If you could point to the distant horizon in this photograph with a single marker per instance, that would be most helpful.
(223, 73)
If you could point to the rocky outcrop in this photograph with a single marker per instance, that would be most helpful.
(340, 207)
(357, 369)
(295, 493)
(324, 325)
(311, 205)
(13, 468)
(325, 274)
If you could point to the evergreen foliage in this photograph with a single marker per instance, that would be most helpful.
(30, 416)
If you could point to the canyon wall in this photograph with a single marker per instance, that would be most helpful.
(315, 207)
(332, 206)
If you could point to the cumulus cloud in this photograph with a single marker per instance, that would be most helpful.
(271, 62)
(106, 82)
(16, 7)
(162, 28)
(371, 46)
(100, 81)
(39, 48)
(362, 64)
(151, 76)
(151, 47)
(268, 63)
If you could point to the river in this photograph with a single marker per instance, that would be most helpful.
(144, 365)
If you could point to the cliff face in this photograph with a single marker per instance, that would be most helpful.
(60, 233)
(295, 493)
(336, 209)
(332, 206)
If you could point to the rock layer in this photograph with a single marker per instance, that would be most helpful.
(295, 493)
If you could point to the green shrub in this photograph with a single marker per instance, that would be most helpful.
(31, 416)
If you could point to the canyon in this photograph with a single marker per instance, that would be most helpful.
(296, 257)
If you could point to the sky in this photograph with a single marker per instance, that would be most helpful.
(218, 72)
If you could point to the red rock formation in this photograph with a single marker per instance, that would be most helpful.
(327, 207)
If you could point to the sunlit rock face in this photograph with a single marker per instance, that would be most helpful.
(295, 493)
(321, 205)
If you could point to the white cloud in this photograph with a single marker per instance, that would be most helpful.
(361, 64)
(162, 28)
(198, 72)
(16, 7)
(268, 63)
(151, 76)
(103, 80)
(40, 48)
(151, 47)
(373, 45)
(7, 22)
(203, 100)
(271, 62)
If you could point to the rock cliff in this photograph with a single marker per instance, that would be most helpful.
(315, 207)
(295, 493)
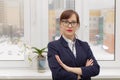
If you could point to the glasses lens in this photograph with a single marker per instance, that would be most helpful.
(67, 23)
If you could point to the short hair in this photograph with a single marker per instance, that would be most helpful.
(68, 13)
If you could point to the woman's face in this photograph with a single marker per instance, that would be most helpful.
(69, 26)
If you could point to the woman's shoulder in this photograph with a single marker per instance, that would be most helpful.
(55, 42)
(83, 43)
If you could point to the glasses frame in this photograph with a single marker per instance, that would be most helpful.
(67, 23)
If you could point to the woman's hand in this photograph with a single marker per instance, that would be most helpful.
(62, 64)
(76, 70)
(89, 62)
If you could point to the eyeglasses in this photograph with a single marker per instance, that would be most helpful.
(66, 23)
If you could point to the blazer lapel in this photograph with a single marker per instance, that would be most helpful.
(65, 44)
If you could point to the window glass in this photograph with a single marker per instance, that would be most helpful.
(102, 28)
(11, 30)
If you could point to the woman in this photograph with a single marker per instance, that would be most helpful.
(70, 58)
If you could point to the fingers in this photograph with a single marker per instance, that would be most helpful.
(58, 59)
(89, 62)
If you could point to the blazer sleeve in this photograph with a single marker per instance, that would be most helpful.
(58, 73)
(90, 70)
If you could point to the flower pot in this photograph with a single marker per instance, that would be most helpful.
(41, 64)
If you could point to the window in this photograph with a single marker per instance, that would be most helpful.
(98, 28)
(13, 33)
(12, 30)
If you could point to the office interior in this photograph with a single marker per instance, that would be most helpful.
(34, 23)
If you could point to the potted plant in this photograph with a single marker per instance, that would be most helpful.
(41, 58)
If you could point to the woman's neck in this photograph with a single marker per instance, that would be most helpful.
(70, 37)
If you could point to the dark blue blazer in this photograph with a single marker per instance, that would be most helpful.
(83, 52)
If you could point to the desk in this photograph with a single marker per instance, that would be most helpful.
(24, 74)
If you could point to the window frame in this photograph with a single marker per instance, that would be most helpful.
(103, 63)
(21, 63)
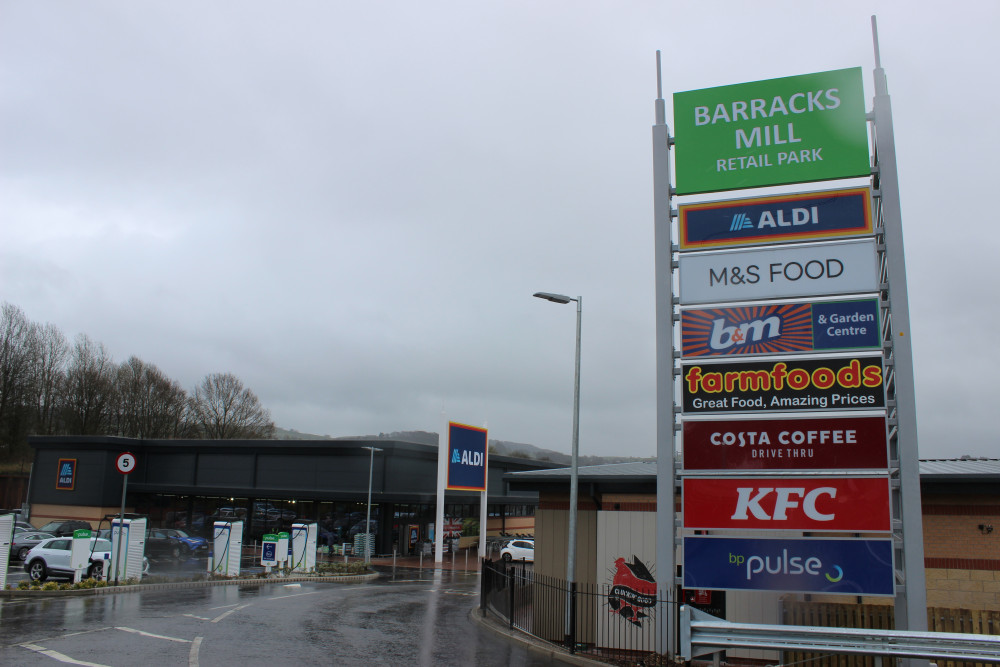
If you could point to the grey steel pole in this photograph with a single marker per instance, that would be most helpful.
(666, 553)
(574, 474)
(911, 612)
(368, 515)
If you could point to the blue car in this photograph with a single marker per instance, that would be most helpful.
(175, 544)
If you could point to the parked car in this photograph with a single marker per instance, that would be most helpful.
(176, 544)
(518, 550)
(64, 527)
(51, 558)
(24, 541)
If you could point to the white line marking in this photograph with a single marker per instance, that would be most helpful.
(193, 655)
(292, 595)
(222, 616)
(150, 634)
(61, 657)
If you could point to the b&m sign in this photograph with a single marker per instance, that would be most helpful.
(780, 328)
(785, 385)
(810, 443)
(841, 566)
(467, 457)
(810, 216)
(846, 504)
(794, 129)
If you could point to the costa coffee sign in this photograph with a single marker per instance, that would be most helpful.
(830, 443)
(858, 504)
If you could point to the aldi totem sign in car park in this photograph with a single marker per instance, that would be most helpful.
(794, 366)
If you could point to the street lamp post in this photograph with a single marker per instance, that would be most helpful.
(574, 478)
(368, 516)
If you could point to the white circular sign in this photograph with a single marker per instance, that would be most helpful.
(125, 463)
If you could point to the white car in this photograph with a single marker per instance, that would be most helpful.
(51, 558)
(519, 550)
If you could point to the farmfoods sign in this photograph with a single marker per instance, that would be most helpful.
(773, 386)
(794, 129)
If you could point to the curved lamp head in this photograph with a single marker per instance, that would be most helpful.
(555, 298)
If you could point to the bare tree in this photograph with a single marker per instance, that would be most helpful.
(88, 397)
(223, 409)
(15, 333)
(149, 404)
(48, 355)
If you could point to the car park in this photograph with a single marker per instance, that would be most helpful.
(51, 558)
(24, 541)
(175, 544)
(519, 550)
(64, 527)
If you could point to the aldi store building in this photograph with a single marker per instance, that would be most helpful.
(269, 484)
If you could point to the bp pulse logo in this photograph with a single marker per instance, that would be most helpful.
(633, 591)
(783, 564)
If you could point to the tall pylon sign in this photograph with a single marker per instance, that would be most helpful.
(792, 383)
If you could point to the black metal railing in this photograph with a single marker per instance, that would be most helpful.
(616, 623)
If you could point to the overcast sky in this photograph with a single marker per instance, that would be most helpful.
(349, 205)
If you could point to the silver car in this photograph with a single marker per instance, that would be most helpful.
(24, 541)
(51, 558)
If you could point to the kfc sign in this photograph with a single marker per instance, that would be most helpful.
(859, 504)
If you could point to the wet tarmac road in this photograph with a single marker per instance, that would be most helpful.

▶ _What the exercise asks_
Print all the records again exactly; do not include any picture.

▶ _Result of this exercise_
If you could point to the distant horizon in this photograph with a single marker per instance, that would be most helpful.
(223, 73)
If you could point to the rocky outcrop in this photograph with a single marker per instance, that would be most helpful.
(340, 207)
(357, 369)
(295, 493)
(324, 325)
(311, 205)
(13, 468)
(325, 274)
If you could point to the evergreen foliage in this photograph with a single marker per instance, that would be most helpful.
(30, 416)
If you could point to the canyon wall in this photograph with a single marker per instance, that would be most helpful.
(315, 207)
(332, 206)
If you could point to the cumulus cloud in this photograph with a single marker per instance, that would be most helpful.
(271, 62)
(106, 82)
(16, 7)
(162, 28)
(371, 46)
(100, 81)
(39, 48)
(362, 64)
(151, 76)
(151, 47)
(268, 63)
If you could point to the river in this photograph with a single marker per instance, that would be most helpful.
(144, 365)
If you could point to the cliff face in this photograph with a single marker per instance, that would be most helpful.
(60, 233)
(295, 493)
(336, 209)
(332, 206)
If you could point to the rock layer in this photograph with a single marker per instance, that would be most helpful.
(295, 493)
If you could point to the green shrub in this photograph with a single marker per instance, that would be most helpful.
(31, 416)
If you could point to the canyon in this photograph with a single marker per instance, that would be most helpful.
(296, 257)
If you could point to the sky in this photograph with a single marker per instance, that would be most helpful.
(218, 72)
If you could point to the red rock formation in this photograph with a single marker per instance, that would be most helpful.
(327, 207)
If you could point to the sunlit rock face in this photograph with a single marker per instance, that would be most helpful.
(295, 493)
(321, 205)
If you could point to the white cloud in this photograph with a single marker per instance, that would be most helpful.
(361, 64)
(162, 28)
(198, 72)
(16, 7)
(268, 63)
(151, 76)
(103, 80)
(40, 48)
(151, 47)
(373, 45)
(7, 22)
(203, 100)
(271, 62)
If you could point to the rock cliff in this photograph with a single marker per instance, that would be most helpful.
(315, 207)
(295, 493)
If you could point to the glasses lens in this photograph with a single marker per instance, that would be most helpful.
(67, 23)
If you could point to the short hair in this photograph with a single marker per instance, that would be most helpful.
(68, 13)
If you could point to the woman's face in this photograph with a single marker per instance, that would be most helpful.
(69, 26)
If you could point to the woman's shoulder in this photograph with a single marker per instance, that would be most helpful.
(55, 42)
(83, 43)
If you could point to the glasses frame in this photograph with a single marker per instance, that would be most helpful.
(67, 23)
If you could point to the woman's hand in this photograph with a single marker per instance, that would be most helpful.
(62, 64)
(76, 70)
(89, 62)
If you could point to the eyeglasses in this photograph with a single marker per instance, that would be most helpful.
(66, 23)
If you could point to the blazer lapel in this photograph with a single marker per instance, that would be most helpful.
(65, 44)
If you could point to the window glass in this photograph with a single marker per instance, that would be most helpful.
(102, 28)
(11, 30)
If you could point to the woman in this photograph with a single marker per instance, that would be most helpful.
(70, 58)
If you could point to the fingers in this photograph with a single marker per instance, that would be most helpful.
(58, 59)
(89, 62)
If you could point to the blazer sleeve in this photograph with a single marker per instance, that would be most helpful.
(58, 73)
(90, 70)
If you could point to the flower pot in this photograph with a single marker per instance, that would be most helpful.
(41, 64)
If you could point to the window in this photograph with a single marker per instance, that would be most helpful.
(98, 28)
(13, 33)
(12, 30)
If you could point to the office interior in this photograph with a single marker per instance, that would be most helpful.
(34, 23)
If you could point to the potted plant in this photograph with a single marker per instance, that would be most helpful.
(41, 58)
If you could point to the woman's neck in this photograph with a single marker per instance, that would be most helpful.
(70, 37)
If you could point to the dark blue blazer in this photograph with a single marker per instance, that would be most helpful.
(83, 52)
If you could point to the desk in this photograph with a single marker per instance, that would be most helpful.
(24, 74)
If you could point to the window frame in this photograph with a single marker per instance, that would be most helpful.
(103, 63)
(21, 63)
If you could point to the grey steel pole in this photograph with a single marker per instance, that would be most helpful.
(666, 553)
(574, 474)
(911, 612)
(368, 515)
If you could point to the blue car in this photograph with a single marker per instance, that would be most helpful.
(175, 544)
If you could point to the parked car in this photograph with a single marker per instance, that would be most helpful.
(176, 544)
(518, 550)
(64, 527)
(51, 558)
(24, 541)
If you could point to the white line marking in this photograph with a single marker per instance, that would be most helpful.
(193, 655)
(292, 595)
(222, 616)
(150, 634)
(61, 657)
If you could point to the b&m sign in this photograph with a single marker per instance, that would be most helpful.
(780, 328)
(785, 385)
(810, 443)
(841, 566)
(467, 457)
(810, 216)
(846, 504)
(794, 129)
If you could point to the costa coffee sign in this photograph with a single marker per instance, that would be most helpful.
(830, 443)
(858, 504)
If you could point to the aldi totem sign in car park in this photograph with a single marker per instance, that would be most helpful.
(794, 366)
If you could point to the street lamp post in this photograph with a single marker per instance, that would be most helpful.
(574, 478)
(368, 516)
If you could point to the white circular sign in this photograph with a single marker per instance, that would be most helpful.
(125, 463)
If you could point to the white car in this photograph with a single marker per instance, that would be most helpful.
(51, 558)
(519, 550)
If you could point to the farmfoods sign in this photograph with a single marker per instance, that would be most helpful.
(773, 386)
(794, 129)
If you could point to the curved lamp head in this photograph with a single marker per instance, that would be most helpful.
(555, 298)
If you could point to the bare tree in this photograph with a single marker per instance, that would be most helpful.
(88, 397)
(223, 409)
(15, 333)
(149, 404)
(48, 355)
If you could point to the car park in this photograph with a single marker per instance, that would be most helpful.
(51, 558)
(24, 541)
(175, 544)
(519, 550)
(64, 527)
If you could point to the aldi store building in this photograph with a single marker per instance, that would be most helpful.
(269, 484)
If you could point to the bp pulse logo in this photograph with a single marker per instance, that would be most helpful.
(633, 591)
(783, 564)
If you could point to the tall pylon sign in this photograph with a single marker per instance, that would be most helpful.
(792, 383)
If you could point to the black metal railing in this photograph with a single marker per instance, that would be most helpful.
(616, 623)
If you could point to the overcast sky in this photograph with a single marker per instance, that would be most helpful.
(349, 205)
If you could point to the silver car in this photograph with a single marker per instance, that would be most helpful.
(24, 541)
(51, 558)
If you could point to the kfc sign in this photograph with a single marker per instance, that would be most helpful.
(859, 504)
If you could point to the wet tarmac road in this photograph with a single marker per instance, that would be most helpful.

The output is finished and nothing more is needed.